───── Text provided

A few days later I was sent home, collected by my dear wife – it was such a joy to be in familiar surroundings”.
It was still summer and warm with all the fresh air, rest and the care, Bill got strong and well again and was back at his work. Another note from his book;
“I realised that all those impressions one gathers of the grim reaper are quite false. Death indeed I saw now as the great guider, having seen the bridge I had great comfort in that I could look forward not with foreboding or fear but with peace.”
In 1987 On the Pig’s Back was published and got very good notices and was awarded The Portico Prize (the best non-fiction entry for the Northwest of England). He was invited to the presentation and agreed to go to Manchester. He said to me, “I suppose you wonder why I refused to go to Sorento but I am going to Manchester”. A friend told Bill that he was approached by a University to find out whether Bill would accept a Doctorate – Bill declined.
The 27th February 1987 was a very special day for us, a friend, Father Gerald Hurst, came to dinner. Bill was at that moment not in the room when he said to me, “You know, Erna, in the eyes of the Church you are not married and now that Bill’s first wife has died (by then she had married three times) you are really living with a widower”. This did not seem very romantic to me and I asked our friend to talk to Bill about it – somehow that evening it was not mentioned again. Later, I told Bill about it, “Oh, yes, I’d be very happy; also when I die I can be anointed”. So we were married and it did take on a special meaning.

──────────

### Tasks
• a. For each statement, say yes or no according to the passage about Bill, and quote the exact words from it that decide your answer.
(i) On the Pig's Back received The Portico Prize.
(ii) Bill accepted a Doctorate from a University.
(iii) Father Gerald Hurst came to dinner on the 27th February 1987.
• b. Repeat the part of the passage about Bill word for word, from "It was still" up to and including "Doctorate – Bill declined.".
The records that come next are separate material and have no connection to the text above.

───── Data section

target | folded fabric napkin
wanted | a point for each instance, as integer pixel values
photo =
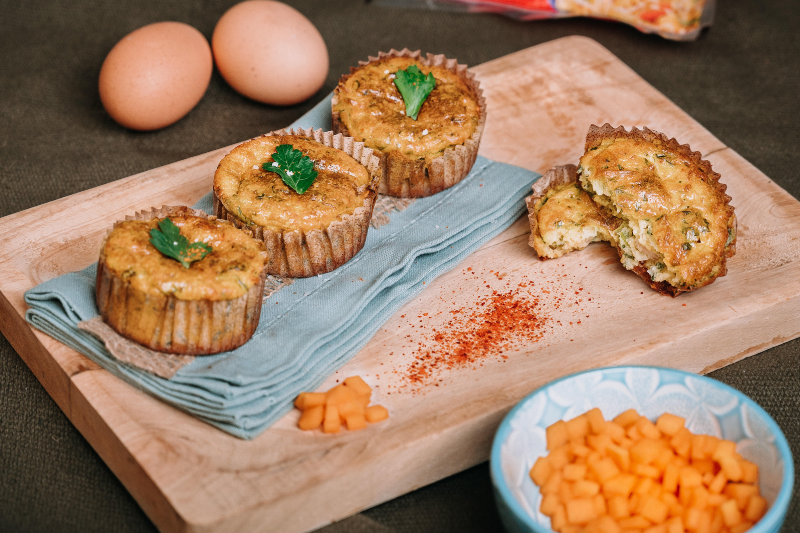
(310, 328)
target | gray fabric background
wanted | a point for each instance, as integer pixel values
(741, 80)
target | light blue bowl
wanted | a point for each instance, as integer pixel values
(709, 407)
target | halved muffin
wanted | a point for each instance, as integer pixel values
(563, 216)
(677, 225)
(310, 233)
(418, 157)
(211, 306)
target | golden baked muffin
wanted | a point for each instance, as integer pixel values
(206, 301)
(563, 216)
(677, 225)
(312, 231)
(423, 155)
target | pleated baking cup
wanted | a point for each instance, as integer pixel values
(301, 254)
(164, 323)
(410, 177)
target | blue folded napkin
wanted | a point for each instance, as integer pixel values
(310, 328)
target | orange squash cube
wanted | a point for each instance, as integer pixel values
(557, 435)
(311, 418)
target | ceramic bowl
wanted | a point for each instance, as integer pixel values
(709, 407)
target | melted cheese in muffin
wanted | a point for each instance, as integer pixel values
(372, 110)
(232, 267)
(568, 219)
(257, 196)
(676, 221)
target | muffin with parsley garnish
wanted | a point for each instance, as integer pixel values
(178, 281)
(423, 116)
(307, 194)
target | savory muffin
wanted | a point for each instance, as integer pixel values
(563, 216)
(677, 225)
(309, 232)
(204, 300)
(421, 156)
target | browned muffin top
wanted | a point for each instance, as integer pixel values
(372, 110)
(232, 267)
(257, 196)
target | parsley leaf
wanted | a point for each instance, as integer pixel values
(414, 88)
(168, 240)
(295, 169)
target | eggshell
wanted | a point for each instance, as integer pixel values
(155, 75)
(270, 52)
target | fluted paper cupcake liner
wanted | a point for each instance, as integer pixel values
(165, 323)
(301, 254)
(414, 178)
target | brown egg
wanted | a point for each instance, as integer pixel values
(155, 75)
(270, 52)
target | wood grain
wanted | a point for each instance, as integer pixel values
(188, 476)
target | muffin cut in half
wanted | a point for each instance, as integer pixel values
(662, 205)
(305, 234)
(212, 306)
(563, 216)
(418, 157)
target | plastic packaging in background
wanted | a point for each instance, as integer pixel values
(679, 20)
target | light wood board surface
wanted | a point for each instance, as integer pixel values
(188, 476)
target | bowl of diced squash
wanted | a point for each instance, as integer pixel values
(640, 449)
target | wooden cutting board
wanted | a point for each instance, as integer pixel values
(188, 476)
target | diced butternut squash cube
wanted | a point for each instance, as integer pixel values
(615, 431)
(578, 428)
(541, 471)
(756, 508)
(599, 442)
(689, 477)
(559, 518)
(358, 385)
(731, 515)
(675, 525)
(596, 420)
(580, 511)
(618, 507)
(604, 469)
(741, 528)
(557, 435)
(654, 509)
(645, 470)
(376, 413)
(573, 472)
(311, 418)
(583, 488)
(549, 505)
(645, 451)
(718, 484)
(634, 522)
(331, 423)
(730, 467)
(619, 485)
(670, 480)
(628, 418)
(620, 456)
(307, 400)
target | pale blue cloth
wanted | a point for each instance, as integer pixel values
(312, 327)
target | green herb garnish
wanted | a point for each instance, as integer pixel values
(414, 87)
(171, 243)
(295, 169)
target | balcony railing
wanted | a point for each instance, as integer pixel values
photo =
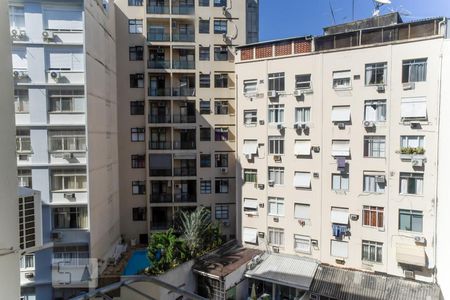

──────────

### Task-by-task answers
• a.
(i) Yes: "was awarded The Portico Prize"
(ii) No: "Bill declined."
(iii) Yes: "The 27th February 1987 was a very special day for us, a friend, Father Gerald Hurst, came to dinner."

• b.
It was still summer and warm with all the fresh air, rest and the care, Bill got strong and well again and was back at his work. Another note from his book;
“I realised that all those impressions one gathers of the grim reaper are quite false. Death indeed I saw now as the great guider, having seen the bridge I had great comfort in that I could look forward not with foreboding or fear but with peace.”
In 1987 On the Pig’s Back was published and got very good notices and was awarded The Portico Prize (the best non-fiction entry for the Northwest of England). He was invited to the presentation and agreed to go to Manchester. He said to me, “I suppose you wonder why I refused to go to Sorento but I am going to Manchester”. A friend told Bill that he was approached by a University to find out whether Bill would accept a Doctorate – Bill declined.